▶ _YOUR OBJECTIVE_: List every line in the entries below that contains the word "rough". Case counts.
Start of DATA
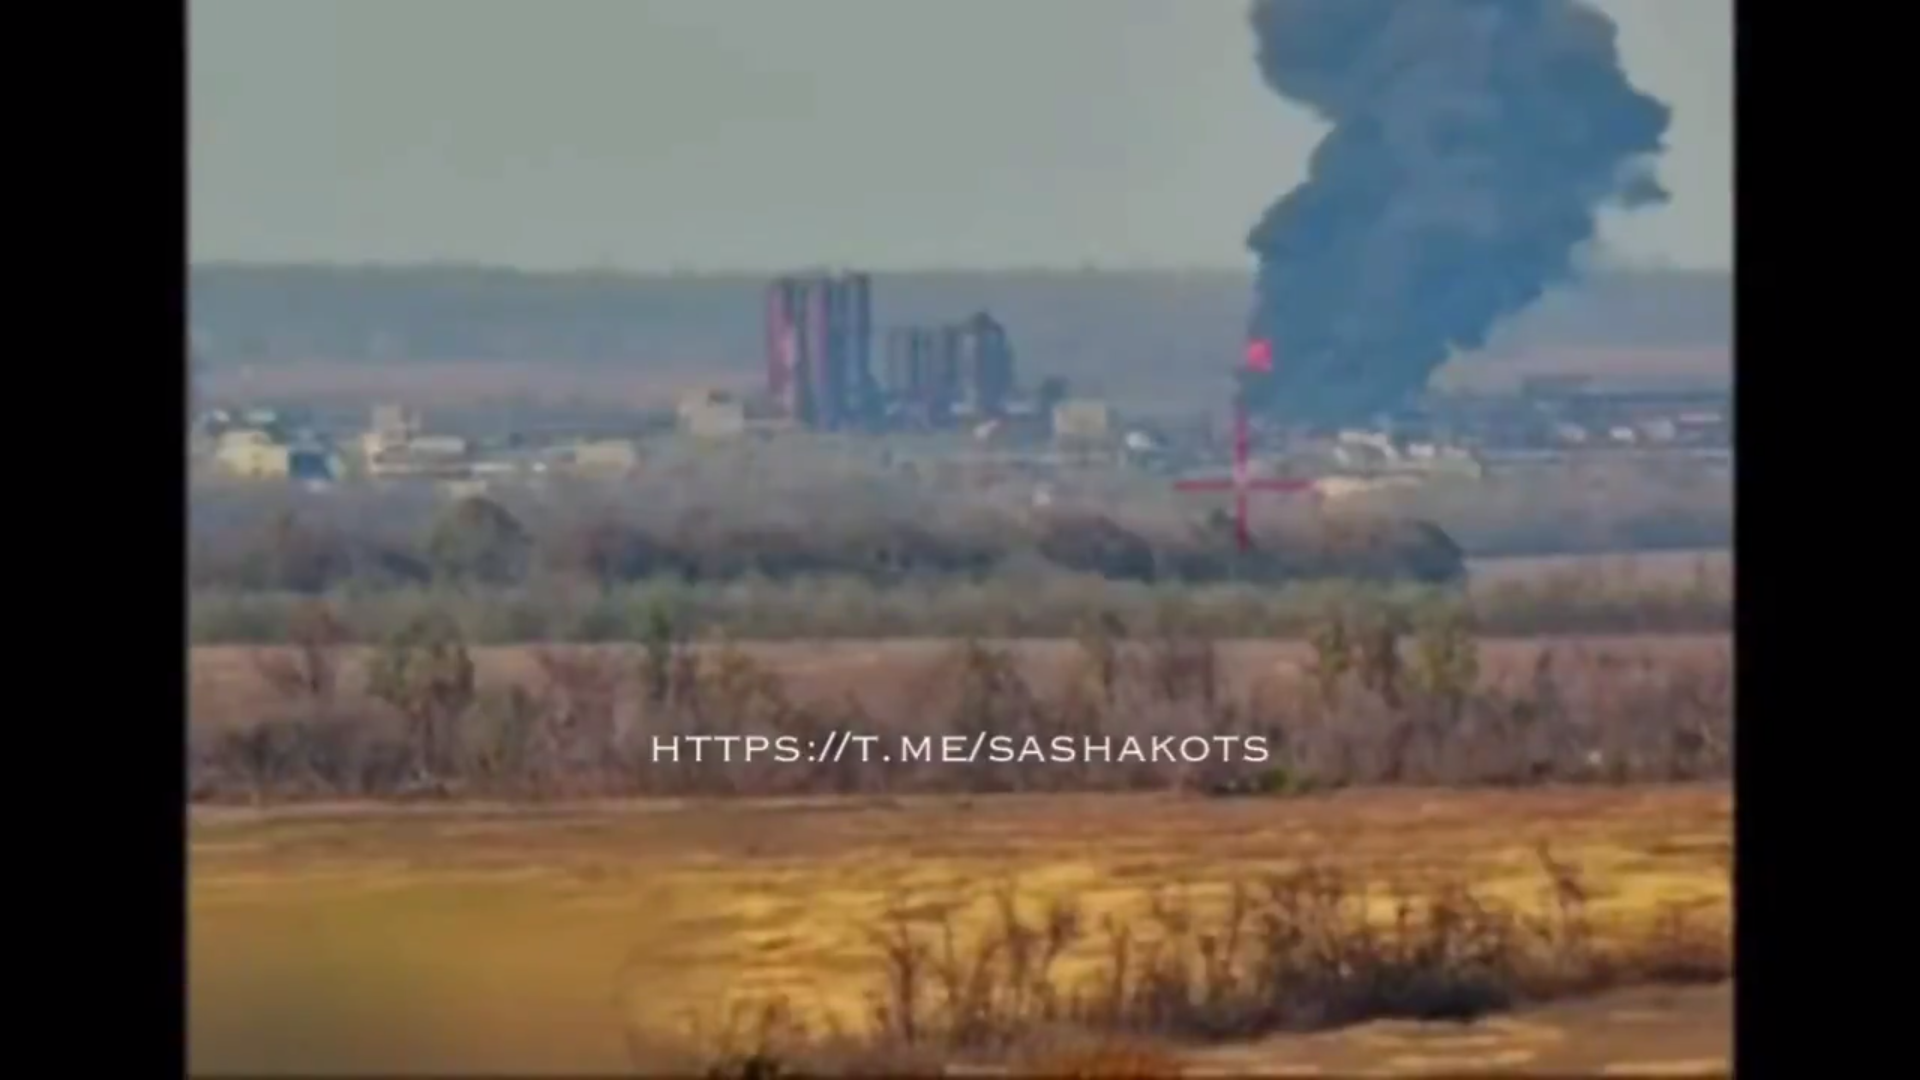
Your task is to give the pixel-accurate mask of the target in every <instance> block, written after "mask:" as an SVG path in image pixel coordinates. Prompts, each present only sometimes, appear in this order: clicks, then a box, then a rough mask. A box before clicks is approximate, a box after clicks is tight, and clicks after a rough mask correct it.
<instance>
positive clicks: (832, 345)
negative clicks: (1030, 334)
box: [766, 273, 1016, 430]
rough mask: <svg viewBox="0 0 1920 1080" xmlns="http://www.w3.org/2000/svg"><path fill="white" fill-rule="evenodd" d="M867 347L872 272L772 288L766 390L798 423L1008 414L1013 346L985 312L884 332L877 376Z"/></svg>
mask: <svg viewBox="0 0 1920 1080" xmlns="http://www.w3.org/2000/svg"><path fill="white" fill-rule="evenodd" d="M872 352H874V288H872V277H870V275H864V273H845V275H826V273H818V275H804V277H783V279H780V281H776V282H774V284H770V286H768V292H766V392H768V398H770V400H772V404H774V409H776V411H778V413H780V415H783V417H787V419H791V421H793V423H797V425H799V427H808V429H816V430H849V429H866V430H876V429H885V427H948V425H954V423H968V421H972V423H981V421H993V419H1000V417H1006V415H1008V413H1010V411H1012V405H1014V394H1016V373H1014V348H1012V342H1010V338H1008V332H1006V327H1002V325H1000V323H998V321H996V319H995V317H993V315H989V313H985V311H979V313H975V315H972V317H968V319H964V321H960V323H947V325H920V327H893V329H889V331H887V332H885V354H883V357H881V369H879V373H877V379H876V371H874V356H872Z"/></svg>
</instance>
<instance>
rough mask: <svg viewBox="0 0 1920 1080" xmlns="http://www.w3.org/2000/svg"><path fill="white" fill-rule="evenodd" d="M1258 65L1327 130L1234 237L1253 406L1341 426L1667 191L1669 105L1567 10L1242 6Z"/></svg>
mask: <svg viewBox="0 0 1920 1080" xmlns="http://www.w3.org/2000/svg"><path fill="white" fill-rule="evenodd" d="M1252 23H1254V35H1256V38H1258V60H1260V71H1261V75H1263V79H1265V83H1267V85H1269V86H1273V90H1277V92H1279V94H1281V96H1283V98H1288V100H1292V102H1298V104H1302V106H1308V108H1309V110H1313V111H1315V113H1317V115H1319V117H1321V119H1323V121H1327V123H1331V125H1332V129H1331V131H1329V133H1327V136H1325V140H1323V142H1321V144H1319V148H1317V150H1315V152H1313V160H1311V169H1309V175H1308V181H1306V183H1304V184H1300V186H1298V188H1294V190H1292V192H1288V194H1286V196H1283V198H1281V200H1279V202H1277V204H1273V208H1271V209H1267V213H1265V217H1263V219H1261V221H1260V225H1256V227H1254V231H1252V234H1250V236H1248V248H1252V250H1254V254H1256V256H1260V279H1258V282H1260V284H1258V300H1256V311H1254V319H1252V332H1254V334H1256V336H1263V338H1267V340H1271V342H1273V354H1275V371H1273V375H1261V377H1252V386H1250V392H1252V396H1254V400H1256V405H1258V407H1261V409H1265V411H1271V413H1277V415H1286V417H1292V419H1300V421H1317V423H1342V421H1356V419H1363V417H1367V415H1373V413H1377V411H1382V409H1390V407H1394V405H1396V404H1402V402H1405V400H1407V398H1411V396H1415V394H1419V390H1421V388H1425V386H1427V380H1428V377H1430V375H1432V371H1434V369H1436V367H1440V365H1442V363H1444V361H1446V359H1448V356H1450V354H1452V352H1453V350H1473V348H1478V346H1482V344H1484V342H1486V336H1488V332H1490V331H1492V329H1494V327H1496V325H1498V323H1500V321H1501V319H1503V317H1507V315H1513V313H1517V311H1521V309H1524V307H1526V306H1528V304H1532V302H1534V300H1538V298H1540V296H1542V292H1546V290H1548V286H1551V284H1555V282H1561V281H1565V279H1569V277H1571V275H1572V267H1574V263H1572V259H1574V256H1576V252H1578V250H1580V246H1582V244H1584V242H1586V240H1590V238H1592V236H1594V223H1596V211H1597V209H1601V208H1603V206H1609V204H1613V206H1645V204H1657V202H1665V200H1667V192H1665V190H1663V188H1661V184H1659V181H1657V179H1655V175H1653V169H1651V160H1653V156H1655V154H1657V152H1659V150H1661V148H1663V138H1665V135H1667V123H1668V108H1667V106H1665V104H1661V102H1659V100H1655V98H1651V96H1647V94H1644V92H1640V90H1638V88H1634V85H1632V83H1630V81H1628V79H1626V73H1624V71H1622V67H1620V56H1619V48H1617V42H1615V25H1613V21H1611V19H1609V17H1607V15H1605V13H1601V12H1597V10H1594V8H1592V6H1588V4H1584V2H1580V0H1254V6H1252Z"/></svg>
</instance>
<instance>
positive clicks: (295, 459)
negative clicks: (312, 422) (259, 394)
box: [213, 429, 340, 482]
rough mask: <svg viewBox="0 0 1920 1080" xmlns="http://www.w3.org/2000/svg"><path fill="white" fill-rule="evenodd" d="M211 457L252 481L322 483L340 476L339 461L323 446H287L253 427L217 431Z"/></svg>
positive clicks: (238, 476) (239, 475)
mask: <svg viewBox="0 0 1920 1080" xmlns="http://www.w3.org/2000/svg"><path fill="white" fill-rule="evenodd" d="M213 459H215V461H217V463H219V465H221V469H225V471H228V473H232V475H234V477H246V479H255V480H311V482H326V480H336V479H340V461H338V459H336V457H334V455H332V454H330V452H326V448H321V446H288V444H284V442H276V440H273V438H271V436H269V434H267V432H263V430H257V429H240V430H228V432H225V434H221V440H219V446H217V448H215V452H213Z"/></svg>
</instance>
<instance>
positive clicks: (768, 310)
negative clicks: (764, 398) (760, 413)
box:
End of DATA
▶ _SOLUTION TO THE EXERCISE_:
Your task is to give the pixel-accurate mask of the target in every <instance> block, written after "mask:" as an SVG path in image pixel coordinates. Prompts, each present only sometimes, appear in this order: clicks, then a box, then a rough mask. A box before clicks is approximate, a box after clicks is tight, and clicks after a rough mask correct it.
rough mask: <svg viewBox="0 0 1920 1080" xmlns="http://www.w3.org/2000/svg"><path fill="white" fill-rule="evenodd" d="M867 347L872 272L772 288L766 390L798 423L1008 414L1013 346L985 312L884 332L877 376Z"/></svg>
rough mask: <svg viewBox="0 0 1920 1080" xmlns="http://www.w3.org/2000/svg"><path fill="white" fill-rule="evenodd" d="M1258 65L1327 130L1234 237L1253 406L1341 426L1667 191L1669 105L1567 10L1242 6Z"/></svg>
rough mask: <svg viewBox="0 0 1920 1080" xmlns="http://www.w3.org/2000/svg"><path fill="white" fill-rule="evenodd" d="M211 457L252 481L322 483L340 476L339 461L323 446H287L253 427L217 431Z"/></svg>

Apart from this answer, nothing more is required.